### Given exercise 1:
Reproduce word for word the passage on AFG's results of operations, everything from "Net earnings attributable to AFG’s shareholders for the third" down to "and casualty operations.".
### Given exercise 2:
Answer these questions from the passage on AFG's results of operations.
(a) What were net earnings attributable to AFG's shareholders for the third quarter of 2010?
(b) What was the diluted per-share figure for the nine months ended September 30, 2010?
(c) In property and casualty insurance, what does AFG focus on?

Results of Operations
Through the operations of its subsidiaries, AFG is engaged primarily in property and casualty insurance, focusing on specialized commercial products for businesses and in the sale of traditional fixed, indexed and variable annuities and a variety of supplemental insurance products.
Net earnings attributable to AFG’s shareholders for the third quarter of 2010 were $132 million ($1.21 per share, diluted) compared to $127 million ($1.09 per share, diluted) in the comparable 2009 period. Net earnings attributable to AFG’s shareholders for the nine months ended September 30, 2010 were $346 million ($3.11 per share, diluted) compared to $358 million ($3.07 per share, diluted) in the comparable 2009 period. The 2010 results reflect improved operating results in the annuity and supplemental insurance group and higher realized gains offset by a decline in underwriting profit in the property and casualty operations.

Some records
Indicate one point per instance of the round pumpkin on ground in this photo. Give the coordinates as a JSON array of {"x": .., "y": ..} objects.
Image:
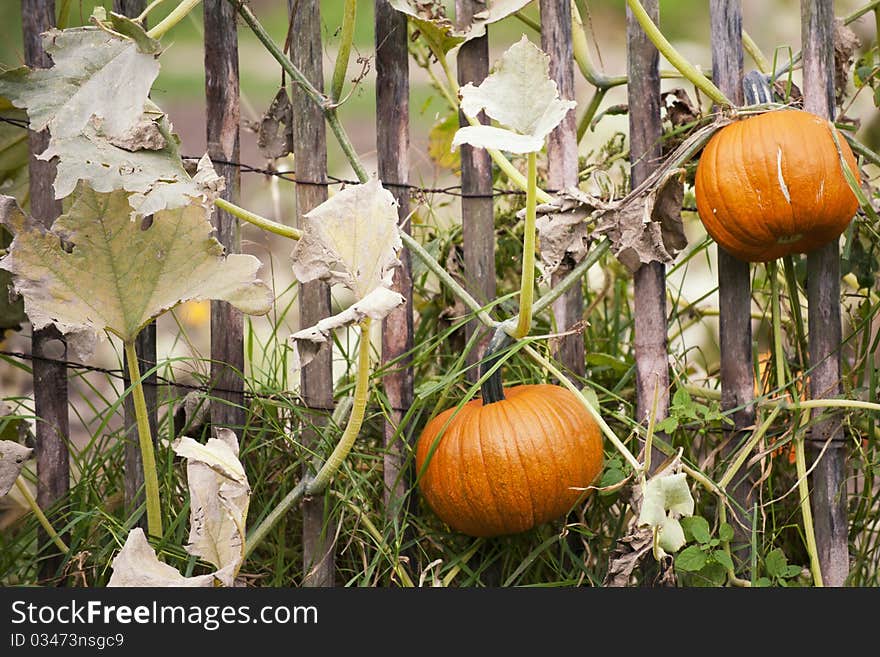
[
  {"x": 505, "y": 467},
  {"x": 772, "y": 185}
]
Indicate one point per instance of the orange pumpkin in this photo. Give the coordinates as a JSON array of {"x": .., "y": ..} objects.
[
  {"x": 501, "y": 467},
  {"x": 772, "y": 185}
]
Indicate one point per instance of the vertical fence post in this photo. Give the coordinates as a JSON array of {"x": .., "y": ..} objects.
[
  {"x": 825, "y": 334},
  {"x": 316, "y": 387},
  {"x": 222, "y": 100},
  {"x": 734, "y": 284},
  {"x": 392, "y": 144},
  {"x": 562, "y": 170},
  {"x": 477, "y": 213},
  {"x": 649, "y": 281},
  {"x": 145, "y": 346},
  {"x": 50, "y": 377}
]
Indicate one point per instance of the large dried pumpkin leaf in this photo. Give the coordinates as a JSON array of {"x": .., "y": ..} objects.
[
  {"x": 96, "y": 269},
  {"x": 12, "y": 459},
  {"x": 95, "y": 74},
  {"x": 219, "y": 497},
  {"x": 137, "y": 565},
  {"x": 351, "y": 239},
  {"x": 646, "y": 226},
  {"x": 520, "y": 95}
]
* * *
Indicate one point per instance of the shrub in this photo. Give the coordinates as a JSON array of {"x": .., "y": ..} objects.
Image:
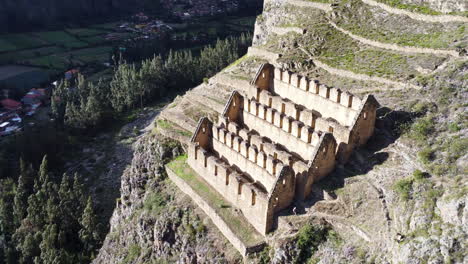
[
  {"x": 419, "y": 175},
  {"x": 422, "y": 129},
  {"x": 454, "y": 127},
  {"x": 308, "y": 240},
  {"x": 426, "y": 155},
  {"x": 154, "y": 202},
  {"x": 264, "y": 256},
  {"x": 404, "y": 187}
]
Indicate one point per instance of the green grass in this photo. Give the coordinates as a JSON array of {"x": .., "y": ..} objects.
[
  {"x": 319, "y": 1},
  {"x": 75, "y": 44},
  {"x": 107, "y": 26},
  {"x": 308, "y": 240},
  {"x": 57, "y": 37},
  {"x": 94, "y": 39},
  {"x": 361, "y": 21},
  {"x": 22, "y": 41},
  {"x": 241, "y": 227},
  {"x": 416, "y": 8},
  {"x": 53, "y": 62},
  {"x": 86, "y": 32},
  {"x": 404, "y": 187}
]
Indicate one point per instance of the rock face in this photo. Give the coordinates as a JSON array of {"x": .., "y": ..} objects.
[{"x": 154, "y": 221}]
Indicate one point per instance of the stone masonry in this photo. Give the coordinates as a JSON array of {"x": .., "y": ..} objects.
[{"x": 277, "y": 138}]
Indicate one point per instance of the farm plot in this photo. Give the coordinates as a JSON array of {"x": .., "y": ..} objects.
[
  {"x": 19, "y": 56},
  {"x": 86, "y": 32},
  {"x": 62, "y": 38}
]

### Expected answer 1:
Net earnings attributable to AFG’s shareholders for the third quarter of 2010 were $132 million ($1.21 per share, diluted) compared to $127 million ($1.09 per share, diluted) in the comparable 2009 period. Net earnings attributable to AFG’s shareholders for the nine months ended September 30, 2010 were $346 million ($3.11 per share, diluted) compared to $358 million ($3.07 per share, diluted) in the comparable 2009 period. The 2010 results reflect improved operating results in the annuity and supplemental insurance group and higher realized gains offset by a decline in underwriting profit in the property and casualty operations.

### Expected answer 2:
(a) $132 million ($1.21 per share, diluted)
(b) $3.11 per share
(c) Specialized commercial products for businesses